**Brief**
Each line below must be reproduced exactly.

**Entries supplied**
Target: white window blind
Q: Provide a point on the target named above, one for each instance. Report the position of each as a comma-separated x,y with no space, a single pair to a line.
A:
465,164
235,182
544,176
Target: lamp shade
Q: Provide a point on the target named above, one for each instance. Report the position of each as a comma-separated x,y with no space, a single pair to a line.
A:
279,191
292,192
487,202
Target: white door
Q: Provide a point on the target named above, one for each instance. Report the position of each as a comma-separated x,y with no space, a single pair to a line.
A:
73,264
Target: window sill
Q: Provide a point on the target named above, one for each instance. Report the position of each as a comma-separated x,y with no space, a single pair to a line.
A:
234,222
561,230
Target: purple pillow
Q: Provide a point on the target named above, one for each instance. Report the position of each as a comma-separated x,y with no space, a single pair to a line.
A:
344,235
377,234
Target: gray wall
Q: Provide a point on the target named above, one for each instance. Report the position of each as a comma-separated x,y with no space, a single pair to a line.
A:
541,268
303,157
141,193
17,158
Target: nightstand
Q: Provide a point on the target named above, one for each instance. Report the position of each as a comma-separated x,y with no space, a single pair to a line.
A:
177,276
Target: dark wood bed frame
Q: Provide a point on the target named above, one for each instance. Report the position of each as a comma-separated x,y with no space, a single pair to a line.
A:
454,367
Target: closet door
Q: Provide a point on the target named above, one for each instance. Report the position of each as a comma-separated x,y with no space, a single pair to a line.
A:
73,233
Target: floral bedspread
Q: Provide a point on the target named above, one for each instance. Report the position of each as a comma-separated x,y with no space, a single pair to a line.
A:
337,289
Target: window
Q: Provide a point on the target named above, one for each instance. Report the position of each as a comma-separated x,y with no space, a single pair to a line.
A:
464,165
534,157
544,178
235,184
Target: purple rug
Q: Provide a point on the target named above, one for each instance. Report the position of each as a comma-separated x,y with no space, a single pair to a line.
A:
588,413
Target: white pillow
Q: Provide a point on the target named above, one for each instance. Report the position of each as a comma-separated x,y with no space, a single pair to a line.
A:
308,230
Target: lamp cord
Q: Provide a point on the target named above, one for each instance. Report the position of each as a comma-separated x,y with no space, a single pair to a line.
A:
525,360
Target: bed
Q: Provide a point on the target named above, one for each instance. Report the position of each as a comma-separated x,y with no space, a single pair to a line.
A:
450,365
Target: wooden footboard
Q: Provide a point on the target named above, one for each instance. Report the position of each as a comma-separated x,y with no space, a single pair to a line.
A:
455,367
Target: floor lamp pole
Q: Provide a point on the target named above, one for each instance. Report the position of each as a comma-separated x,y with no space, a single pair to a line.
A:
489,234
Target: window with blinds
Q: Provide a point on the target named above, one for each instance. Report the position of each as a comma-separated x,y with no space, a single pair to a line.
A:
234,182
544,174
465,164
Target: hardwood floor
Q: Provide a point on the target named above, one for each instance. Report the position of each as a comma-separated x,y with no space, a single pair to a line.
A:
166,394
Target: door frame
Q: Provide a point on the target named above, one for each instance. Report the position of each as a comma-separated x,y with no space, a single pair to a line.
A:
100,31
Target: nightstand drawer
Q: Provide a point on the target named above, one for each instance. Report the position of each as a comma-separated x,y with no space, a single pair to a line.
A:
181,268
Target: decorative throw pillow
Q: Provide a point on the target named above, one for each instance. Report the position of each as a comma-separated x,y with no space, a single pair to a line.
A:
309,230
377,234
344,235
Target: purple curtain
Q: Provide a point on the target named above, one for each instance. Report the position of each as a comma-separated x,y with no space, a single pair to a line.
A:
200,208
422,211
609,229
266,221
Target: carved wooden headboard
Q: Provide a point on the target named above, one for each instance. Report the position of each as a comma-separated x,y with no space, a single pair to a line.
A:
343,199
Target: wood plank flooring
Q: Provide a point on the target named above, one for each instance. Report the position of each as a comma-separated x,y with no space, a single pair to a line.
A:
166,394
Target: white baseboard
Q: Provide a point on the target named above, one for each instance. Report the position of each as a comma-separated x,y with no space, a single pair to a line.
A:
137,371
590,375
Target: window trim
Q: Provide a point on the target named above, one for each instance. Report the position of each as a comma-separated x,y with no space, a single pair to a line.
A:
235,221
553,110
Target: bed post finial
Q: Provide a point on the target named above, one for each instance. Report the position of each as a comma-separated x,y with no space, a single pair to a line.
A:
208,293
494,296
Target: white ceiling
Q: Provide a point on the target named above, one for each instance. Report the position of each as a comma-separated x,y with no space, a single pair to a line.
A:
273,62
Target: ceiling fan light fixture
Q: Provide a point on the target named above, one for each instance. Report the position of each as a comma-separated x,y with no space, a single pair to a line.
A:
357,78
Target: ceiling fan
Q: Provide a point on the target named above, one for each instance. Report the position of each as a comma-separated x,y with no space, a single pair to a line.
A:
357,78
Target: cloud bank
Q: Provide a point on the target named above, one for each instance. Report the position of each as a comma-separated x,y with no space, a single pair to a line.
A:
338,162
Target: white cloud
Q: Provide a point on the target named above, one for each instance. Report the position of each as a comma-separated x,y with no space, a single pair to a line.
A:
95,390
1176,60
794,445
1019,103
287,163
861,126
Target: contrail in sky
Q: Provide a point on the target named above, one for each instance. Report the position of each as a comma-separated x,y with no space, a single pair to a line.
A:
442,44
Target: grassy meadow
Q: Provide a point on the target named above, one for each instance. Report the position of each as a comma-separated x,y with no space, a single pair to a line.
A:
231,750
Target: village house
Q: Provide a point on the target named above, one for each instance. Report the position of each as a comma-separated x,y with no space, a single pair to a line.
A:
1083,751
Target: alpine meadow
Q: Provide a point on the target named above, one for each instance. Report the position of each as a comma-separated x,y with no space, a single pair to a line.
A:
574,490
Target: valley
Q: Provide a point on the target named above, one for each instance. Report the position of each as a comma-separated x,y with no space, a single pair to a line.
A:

**Output for this task**
Target: white window blind
Q: Provide a point on the target named above, one for each instance. Report the position of each as a comma-separated x,y with no space, a single pair to a line.
A:
465,164
235,182
544,176
Target: lamp shade
Q: Provide a point on the target named above, one for each instance. Report the position of each as a comma-separated x,y with no space, a single pair to a line.
A:
279,191
292,192
487,202
Target: white door
Q: Provide a point on the target named above, one for each instance. Report the position of each as a comma-separated x,y with no space, a single pair to a line.
A:
73,264
Target: window sill
Q: Provide a point on the target named above, one for each instance. Report the position of each as a comma-separated x,y with no space, a single pair to a line.
A:
234,222
561,230
Target: purple pillow
Q: Provide a point on the target named above, one for each instance. Report the position of each as a comma-separated x,y with no space, a single pair to a line.
A:
344,235
377,234
Target: gray wall
Q: Provide a point on the target named above, one for each instance. Report the position of each as a comma-separated x,y with no space, a single pair to a line.
A:
541,268
303,157
141,193
17,158
Target: nightstand
Q: Provide a point on the target named above, one for each instance. Report the position of each as a comma-separated x,y with no space, a single pair to a line.
A:
177,276
Target: dark wood bed frame
Q: Provide a point on the target named above, one for each instance. Report the position of each as a comma-separated x,y with no space, a single pair to a line.
A:
454,367
Target: closet door
Q: Provide a point on the target named above, one for each instance. Report the position of each as a comma-separated x,y with no space, a single pair to a line.
A:
73,233
Target: floral bedspread
Q: Provide a point on the target named above, one for each instance. Report the position of each as a comma-separated x,y with no space, a single pair to a line.
A:
337,289
Target: window
Q: Provide a point on the target named above, one for each instance. Report the position of each as a comma-separated x,y with no space, a single pair to a line.
A:
464,165
534,157
544,178
235,184
Target: purple rug
Q: Provide a point on the target named above, one for each instance. Report the position of each as a comma-separated x,y with no space, a single pair to a line.
A:
588,413
Target: white pillow
Q: Provide a point on the target named above, one for each instance. Report the position of each as a comma-separated x,y with no space, a single pair to a line.
A:
308,230
Target: lamp cord
Q: Provide a point on the target named above, one for each instance. Report the position of each as a comma-separated x,y with no space, a single pair to a line.
A:
525,360
Target: bed
Q: Provide a point on the target named above, one for each instance. Report the position of each as a comma-separated x,y with no space, a single pair to a line.
A:
450,365
Target: wooden footboard
Q: Provide a point on the target named above, one for each instance. Report the position of each as a comma-separated x,y with no space, a single pair to a line.
A:
455,367
Target: floor lamp pole
Q: Provide a point on the target named above, one for each instance. Report the position of each as a comma-separated x,y with no space, a single pair to a line.
A:
489,234
Target: window with blinds
Q: Provide a point on the target named above, one for each instance. Report the position of each as a comma-separated x,y with no space, a single pair to a line.
A:
234,182
544,174
465,164
Target: hardwood floor
Q: Provide a point on the target named above, one for each instance. Report the position of each as a comma-separated x,y with no space, a single pair to a line.
A:
166,394
Target: door frame
Q: Provide a point on the target named above, one for each instance. Report the position of each as a comma-separated x,y with no space, a single pair to a line.
A:
100,31
Target: nightstand drawer
Q: Provide a point on the target named above, one for each instance. Report the position of each as a comma-separated x,y with no space, a single pair to a line.
A:
181,268
Target: decorative throw pillow
Q: Provide a point on the target named above, one for each instance. Report the position of each as a comma-separated x,y with no space, a single pair to a line.
A:
309,230
377,234
344,235
Target: purple curtain
Q: Provide a point on the target named above, one for each instance. Report the position of each as a comma-separated x,y with no space, a single pair to a line.
A:
200,208
422,211
609,229
266,221
Target: carved wooden headboard
Q: Provide a point on the target named above, one for each instance. Report the position of each as a comma-separated x,y with no space, a single pair to a line.
A:
343,199
Target: wood plank flooring
Q: Provide a point on the target named above, one for each instance. Report the position of each as a comma-separated x,y with no space, a single pair to a line.
A:
166,394
Target: white baseboard
Q: Provide a point on the target named above, one for each instance. Report the position of each as a comma-separated x,y with no space, a single pair to a line.
A:
137,371
590,375
Target: window trim
Q: Provide a point on the target named above, one for each instance. Report the position of each as a comma-separated x,y with no space, a single pair to a line.
A:
235,221
553,110
Target: bed post finial
Q: Provide a point on the target named above, one for each instance. Report the position of each as a comma-separated x,y with no space, a single pair to a line.
A:
208,293
494,296
Target: white ceiling
Q: Provide a point on the target named above, one for each instance. Report the position of each as a comma-separated x,y with no space, a single pair to a line.
A:
273,62
Target: ceiling fan light fixture
Q: Provide a point on the target named above, one for each instance. Report the position of each as a comma-separated x,y with no space, a single pair to a line.
A:
357,78
Target: ceiling fan
Q: Provide a point on the target named above, one for each instance. Report the position of each as a comma-separated x,y with no space, a single pair to a line.
A:
357,78
Target: cloud bank
Q: Provide a point on the target named above, one for each instance. Report the position of each as a comma-separated x,y with no space, a single pair to a line.
A:
338,162
Target: white cloud
Q: Provide a point on the target named above, one for each instance. Report the position of each as a comma-separated x,y with no space, a single pair to a line.
A:
95,390
1176,60
794,445
1019,103
287,163
861,126
Target: contrail in sky
Q: Provide a point on the target named above, one for each instance. Report the position of each as a comma-separated x,y with no space, a single pair to a line.
A:
442,44
Target: grassy meadow
Q: Provide a point on the target named above, one for each instance. Report the position of each as a comma-separated x,y with no space, a single pair to a line.
A:
231,750
Target: village house
Q: Provide a point on the target named above, one for each instance. Report the position of each as a comma-separated x,y with no space, a single pair to a line.
A:
1083,751
Target: alpine meadow
Q: Provide a point on the target named above, one for each instance. Report the position of each as a comma-separated x,y with no space, a single pair to a line.
A:
574,490
Target: valley
Q: Provide a point on the target named above, one for each instance. Report the position of each as a comma-separated x,y with no space, a single pair to a line.
A:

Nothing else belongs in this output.